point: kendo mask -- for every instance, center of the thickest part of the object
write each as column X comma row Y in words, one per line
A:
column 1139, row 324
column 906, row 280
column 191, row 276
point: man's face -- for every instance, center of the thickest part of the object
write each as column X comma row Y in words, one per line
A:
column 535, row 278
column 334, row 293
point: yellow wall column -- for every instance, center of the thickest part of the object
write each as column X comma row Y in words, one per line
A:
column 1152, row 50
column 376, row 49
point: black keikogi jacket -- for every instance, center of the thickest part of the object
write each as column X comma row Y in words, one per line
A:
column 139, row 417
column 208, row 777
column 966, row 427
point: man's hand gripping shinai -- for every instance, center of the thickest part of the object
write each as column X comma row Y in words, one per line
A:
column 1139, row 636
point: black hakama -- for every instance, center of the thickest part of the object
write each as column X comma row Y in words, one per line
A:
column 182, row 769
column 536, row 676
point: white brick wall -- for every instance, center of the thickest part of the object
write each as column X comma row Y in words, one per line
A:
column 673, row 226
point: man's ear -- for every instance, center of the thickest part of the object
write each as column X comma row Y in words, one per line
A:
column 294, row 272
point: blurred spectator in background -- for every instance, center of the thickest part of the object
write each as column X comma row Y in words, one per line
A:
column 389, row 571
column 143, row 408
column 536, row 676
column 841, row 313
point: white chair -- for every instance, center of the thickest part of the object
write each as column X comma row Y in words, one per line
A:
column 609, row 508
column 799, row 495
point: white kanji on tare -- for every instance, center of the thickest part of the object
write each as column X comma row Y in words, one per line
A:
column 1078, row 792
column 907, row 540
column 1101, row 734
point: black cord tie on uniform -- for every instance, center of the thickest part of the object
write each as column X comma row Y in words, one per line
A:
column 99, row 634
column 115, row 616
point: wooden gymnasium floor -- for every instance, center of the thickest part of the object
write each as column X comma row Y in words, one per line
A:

□ □ □

## TASK TO COMPLETE
Can you arrange all of the material above as a single numbered list, leaving out blank lines?

## ANSWER TO THE EXERCISE
1. point: kendo mask -- for every instance, center of the thickest part of the object
2. write each as column X comma row Y in words, one per line
3. A:
4. column 1139, row 324
5. column 906, row 280
6. column 191, row 276
7. point: man's face -- for every instance, center of the thickest part of the object
8. write each as column X comma row Y in words, one per line
9. A:
10. column 535, row 278
11. column 334, row 293
12. point: yellow wall column -- for every instance, center of the thickest part of the object
13. write each as column X comma row Y in words, one per line
14. A:
15. column 1152, row 50
16. column 376, row 49
17. point: black keikogi jacket -- for every instance, center of the thickest part of the object
18. write each as column X comma row Y in words, one per line
19. A:
20. column 139, row 417
21. column 208, row 777
22. column 966, row 427
23. point: man's hand gripping shinai -- for every instance, center of the thickest part of the object
24. write each as column X comma row Y in words, one per line
25. A:
26. column 1139, row 636
27. point: black hakama -- for every instance, center of the thickest part of the object
28. write each as column X comma row Y in words, one per line
29. A:
30. column 182, row 769
31. column 536, row 676
32. point: white brick wall -- for every instance, center of the thickest part of the object
33. write each as column X comma row Y in words, one per line
34. A:
35. column 673, row 226
36. point: man's ear -- for every instance, center of the thickest part of the object
37. write each as column X comma row Y in words, one per line
38. A:
39. column 294, row 272
40. point: blurred spectator in background -- for every instance, center of the thickest part of the object
41. write each as column X comma row Y in words, one per line
42. A:
43. column 389, row 571
44. column 143, row 408
45. column 536, row 676
46. column 841, row 313
47. point: white chair -- for every instance, center of the thickest part of the object
48. write each as column X comma row Y in words, one per line
49. A:
50. column 609, row 508
51. column 799, row 495
52. point: white kanji on tare -- for every instance, center of the thickest part of the object
53. write each as column X comma row Y in words, one per line
54. A:
55. column 1078, row 792
56. column 907, row 540
57. column 1101, row 734
58. point: black cord tie on uniform -- for every instance, center of the thickest part of the object
59. write each as column X comma row Y in words, one per line
60. A:
61. column 99, row 634
62. column 115, row 616
63. point: wooden gymnasium floor -- for every instance, center of the thickest part of the object
64. write each as column X comma row Y in words, one per line
65. A:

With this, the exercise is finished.